§ **GOAL**
The records below are to be copied word for word, with every picture left out.

§ **DATASET ENTRIES**

──────────────────────────────

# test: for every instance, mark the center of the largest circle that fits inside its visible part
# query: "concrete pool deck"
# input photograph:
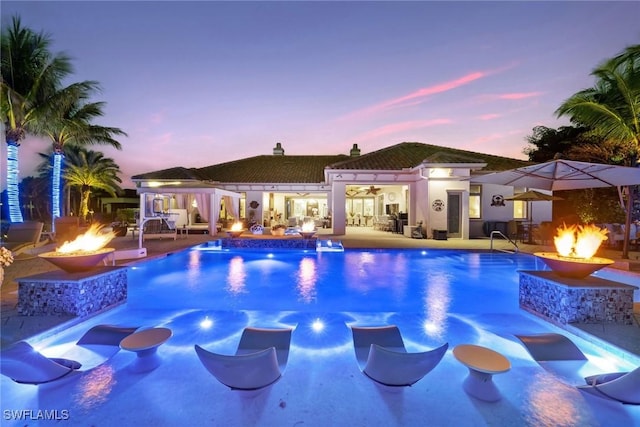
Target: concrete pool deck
(16, 327)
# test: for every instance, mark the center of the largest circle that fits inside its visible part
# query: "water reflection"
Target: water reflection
(193, 267)
(307, 277)
(550, 402)
(237, 275)
(95, 386)
(437, 301)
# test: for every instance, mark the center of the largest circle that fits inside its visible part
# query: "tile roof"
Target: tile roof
(411, 154)
(310, 169)
(272, 169)
(176, 173)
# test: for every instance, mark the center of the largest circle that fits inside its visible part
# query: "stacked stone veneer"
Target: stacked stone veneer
(79, 294)
(567, 300)
(286, 242)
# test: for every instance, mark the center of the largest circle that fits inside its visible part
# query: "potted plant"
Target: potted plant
(120, 225)
(278, 230)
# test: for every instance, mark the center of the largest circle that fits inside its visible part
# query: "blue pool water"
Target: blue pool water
(435, 296)
(355, 280)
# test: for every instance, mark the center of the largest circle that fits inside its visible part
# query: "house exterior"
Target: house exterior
(411, 182)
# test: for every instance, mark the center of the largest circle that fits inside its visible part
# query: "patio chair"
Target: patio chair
(23, 364)
(382, 356)
(551, 346)
(259, 361)
(623, 387)
(23, 235)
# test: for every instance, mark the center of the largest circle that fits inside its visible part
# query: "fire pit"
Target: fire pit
(576, 246)
(76, 262)
(236, 230)
(308, 230)
(82, 254)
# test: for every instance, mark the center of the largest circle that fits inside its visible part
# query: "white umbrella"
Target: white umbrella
(564, 175)
(568, 175)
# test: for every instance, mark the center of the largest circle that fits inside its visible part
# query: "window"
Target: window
(475, 201)
(520, 210)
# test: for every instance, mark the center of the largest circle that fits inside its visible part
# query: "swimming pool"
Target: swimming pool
(435, 296)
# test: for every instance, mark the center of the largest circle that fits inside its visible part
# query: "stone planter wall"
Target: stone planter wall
(566, 300)
(79, 294)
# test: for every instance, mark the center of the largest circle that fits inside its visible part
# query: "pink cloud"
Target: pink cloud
(490, 116)
(401, 127)
(519, 95)
(417, 96)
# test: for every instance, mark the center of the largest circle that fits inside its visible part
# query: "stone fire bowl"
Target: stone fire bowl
(74, 263)
(576, 268)
(234, 233)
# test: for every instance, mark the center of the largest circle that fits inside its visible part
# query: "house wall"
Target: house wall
(438, 190)
(495, 210)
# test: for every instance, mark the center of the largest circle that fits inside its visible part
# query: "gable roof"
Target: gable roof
(176, 173)
(310, 169)
(411, 154)
(272, 169)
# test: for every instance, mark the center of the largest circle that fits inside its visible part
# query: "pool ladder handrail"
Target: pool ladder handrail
(501, 234)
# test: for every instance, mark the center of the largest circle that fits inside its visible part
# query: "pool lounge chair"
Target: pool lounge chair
(23, 364)
(623, 387)
(22, 236)
(259, 361)
(382, 356)
(551, 347)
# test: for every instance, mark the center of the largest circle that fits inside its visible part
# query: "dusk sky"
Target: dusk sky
(200, 83)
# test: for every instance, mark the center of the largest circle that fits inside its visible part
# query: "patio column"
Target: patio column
(338, 208)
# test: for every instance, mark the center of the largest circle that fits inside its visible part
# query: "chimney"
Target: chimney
(278, 150)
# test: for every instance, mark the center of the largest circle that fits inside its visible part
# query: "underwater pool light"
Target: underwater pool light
(317, 325)
(206, 323)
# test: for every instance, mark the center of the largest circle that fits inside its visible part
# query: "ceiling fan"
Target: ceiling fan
(373, 190)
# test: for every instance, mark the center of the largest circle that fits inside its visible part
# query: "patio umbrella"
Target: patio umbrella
(564, 175)
(569, 175)
(533, 196)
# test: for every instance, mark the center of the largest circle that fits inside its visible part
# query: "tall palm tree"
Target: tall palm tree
(31, 78)
(71, 123)
(612, 110)
(90, 170)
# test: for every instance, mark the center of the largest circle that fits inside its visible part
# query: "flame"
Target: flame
(579, 241)
(91, 241)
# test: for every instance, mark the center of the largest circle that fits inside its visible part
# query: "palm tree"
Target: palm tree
(90, 170)
(71, 123)
(612, 110)
(31, 77)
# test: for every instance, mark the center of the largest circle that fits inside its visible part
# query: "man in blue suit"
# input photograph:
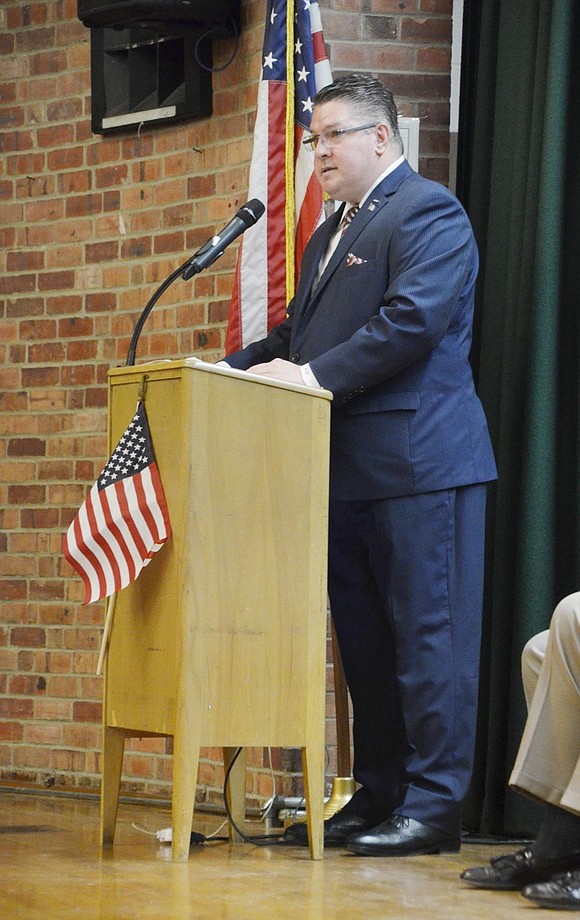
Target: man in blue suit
(382, 317)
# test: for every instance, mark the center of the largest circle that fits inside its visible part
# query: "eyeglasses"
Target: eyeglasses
(333, 137)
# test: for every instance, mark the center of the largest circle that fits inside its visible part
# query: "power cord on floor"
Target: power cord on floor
(259, 840)
(166, 834)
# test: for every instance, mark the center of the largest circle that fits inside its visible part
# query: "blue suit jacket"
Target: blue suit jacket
(388, 331)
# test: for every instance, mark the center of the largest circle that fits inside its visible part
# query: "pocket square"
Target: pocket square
(351, 259)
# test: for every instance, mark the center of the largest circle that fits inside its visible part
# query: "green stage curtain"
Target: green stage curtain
(519, 179)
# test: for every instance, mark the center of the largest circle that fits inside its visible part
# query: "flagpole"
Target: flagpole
(290, 208)
(106, 632)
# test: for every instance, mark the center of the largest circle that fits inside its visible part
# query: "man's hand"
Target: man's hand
(280, 370)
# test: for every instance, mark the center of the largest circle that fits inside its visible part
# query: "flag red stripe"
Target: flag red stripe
(90, 558)
(116, 533)
(109, 566)
(276, 255)
(127, 514)
(318, 47)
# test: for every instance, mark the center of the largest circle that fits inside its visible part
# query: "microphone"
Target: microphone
(214, 248)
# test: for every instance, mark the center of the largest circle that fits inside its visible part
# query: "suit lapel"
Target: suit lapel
(378, 199)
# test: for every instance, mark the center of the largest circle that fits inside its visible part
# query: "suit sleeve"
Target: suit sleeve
(431, 263)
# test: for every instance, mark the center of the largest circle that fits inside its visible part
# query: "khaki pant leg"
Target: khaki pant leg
(547, 766)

──────────────────────────────

§ **RESPONSE**
# test: for every instance, mark the center of the largest circle that fits inside its visible part
# query: "concrete pool deck"
# input photograph:
Target: concrete pool deck
(16, 327)
# test: for every instance, mark the center of the largest circle that fits inside its visible part
# query: "water reflection"
Target: water reflection
(193, 267)
(307, 277)
(550, 402)
(237, 275)
(95, 386)
(437, 301)
# test: for every instance, mark the center of the largest circle that fits inside its visible part
# query: "tile roof"
Target: tile roof
(411, 154)
(310, 169)
(272, 169)
(176, 173)
# test: for every instance, mark the center of the largest circle that fits inside its visible part
# query: "stacked stone veneer"
Target: stacked stone veneer
(79, 294)
(567, 300)
(286, 242)
# test: for every instance, mark the center of the largest circle that fits inside its visible part
# query: "potted plant"
Target: potted plant
(120, 225)
(278, 230)
# test: for every instance, mark the center of the largest circle that fits inside its visible part
# query: "blue pool water"
Target: blue pool water
(435, 296)
(355, 280)
# test: for every instance, mark the center of the largest circle that fits inside its visible part
# query: "house exterior"
Target: house exterior
(411, 182)
# test: for every instance, mark the center of the largest circle that fits inside its visible part
# query: "patio chair"
Target: patio chair
(23, 364)
(382, 356)
(551, 346)
(259, 361)
(623, 387)
(23, 235)
# test: for every instance, mark the center of the largest circle that fits inside its visible part
# query: "fire pit"
Target: fire pit
(576, 246)
(76, 262)
(236, 230)
(308, 230)
(82, 254)
# test: for every instance, mark the center of the largest circle that fits inside its visible part
# query: "white umbrella"
Target: white umbrella
(564, 175)
(568, 175)
# test: for every instance, mark the center of the largest circle that fits inside its visible part
# query: "window"
Target: window
(475, 201)
(520, 210)
# test: for every instance, mark the center of the largest circle that fits inside its visible part
# query: "swimming pool"
Target: swimming pool
(435, 296)
# test: for every instance, mark the center of the largest circle that fits inside its visible part
# query: "stone planter wall"
Target: stone planter wall
(566, 300)
(79, 294)
# test: for every instance, mark the center of the largest circle that fits inside its visible part
# query: "pink cloud"
Target: pink cloud
(490, 116)
(401, 127)
(519, 95)
(417, 96)
# test: for every instance, mark the center of the largest circle that fits inside its visible part
# query: "stone fire bowl"
Target: stone fire bowl
(74, 263)
(576, 268)
(234, 233)
# test: for every instance, mark the center of the largest circle that fits inside its visible part
# query: "house wall"
Target: house wall
(438, 190)
(495, 210)
# test: for every instance, mark the center of the largest circle that fits inside its visible part
# query: "gable roof"
Target: gable roof
(176, 173)
(310, 169)
(411, 154)
(272, 169)
# test: for every instance, mark the center of the largest circle that fits inside its visible part
# query: "pool ladder handrail"
Target: pool ladder handrail
(501, 234)
# test: for every instance, mark the center of the largest circle that fits inside its visible part
# query: "pool lounge chair"
Target: pool lounge chair
(23, 364)
(623, 387)
(22, 236)
(259, 361)
(382, 356)
(551, 347)
# test: for every instance, mark the center of the largest circle that fits inside its visible part
# query: "dusk sky"
Target: dusk sky
(200, 83)
# test: for every instance, mark the center of the largest circle that fits inside its visible part
# query: "patio column"
Target: patio column
(338, 208)
# test: for every instance, mark the center of the largest circle that fits inside its visible part
# query: "chimney"
Target: chimney
(278, 150)
# test: for every instance, mark the center of the largest circle that fits inside its visible part
# query: "underwater pool light"
Target: underwater pool light
(317, 325)
(206, 323)
# test: for every instance, mark the center of the largest circle that fits inside its visible part
# query: "ceiling fan"
Target: ceiling fan
(373, 190)
# test: for every instance, mark the center of the largest circle that fits inside its visible part
# query: "patio umbrella"
Target: patio umbrella
(564, 175)
(569, 175)
(533, 196)
# test: for every instance, mark the center of the largest circle that fits inside its visible part
# query: "tall palm tree"
Target: tall palm tree
(31, 78)
(71, 123)
(612, 110)
(90, 170)
# test: for every instance, mark the center of the largest circle that fits inside its visible part
# query: "flame"
Target: flame
(579, 241)
(91, 241)
# test: for every instance, mark the center of the largest circle that fits inside its visible part
# query: "palm tree"
Target: palm tree
(90, 170)
(71, 123)
(612, 110)
(31, 77)
# test: for every instance, mark the center of the largest circle that fits inside its visible part
# query: "man in blue suit"
# input photograph:
Target: man in blue suit
(382, 317)
# test: for every instance, mark the center of the largest circle that fits inside its visible part
# query: "eyeglasses"
Target: eyeglasses
(333, 137)
# test: for every instance, mark the center of the largest circle that fits inside its visible part
# query: "power cord on floor"
Target: power cord on floor
(259, 840)
(166, 834)
# test: for every instance, mark the center of the largest circle that fits inside its visible part
# query: "blue suit jacket"
Target: blue suit jacket
(388, 331)
# test: for every instance, mark the center of the largest circle that fits inside its visible part
# query: "pocket square"
Target: pocket square
(351, 259)
# test: for every instance, mark the center of the largest circle that fits inside its visible part
# query: "green stage curtain"
Target: green stage curtain
(519, 179)
# test: for every instance, mark the center of the largest circle that fits inside its visible part
# query: "flagpole"
Target: flagpole
(290, 208)
(106, 632)
# test: for every instance, mark the center of the largest circle that fits inside its visible part
# query: "man's hand"
Target: man's hand
(280, 370)
# test: for every instance, mark the center of the largest circle that fits inside its visible part
# query: "flag red stripe"
Target: flag red stripe
(90, 558)
(116, 533)
(109, 566)
(276, 255)
(127, 514)
(318, 47)
# test: for every instance, mark the center of the largest circle that fits inside its visible part
# query: "microphone"
Target: microphone
(214, 248)
# test: for every instance, mark the center of the largest circle that fits inside its visible part
# query: "suit lapel"
Target: suit lapel
(378, 199)
# test: for every instance, mark the center of the largest circle that fits inside its visible part
# query: "suit sleeve"
Target: suit sleeve
(431, 263)
# test: for every instance, mark the center of the largest circle that fits inside its visible part
# query: "khaki pant leg"
Target: khaki pant leg
(547, 766)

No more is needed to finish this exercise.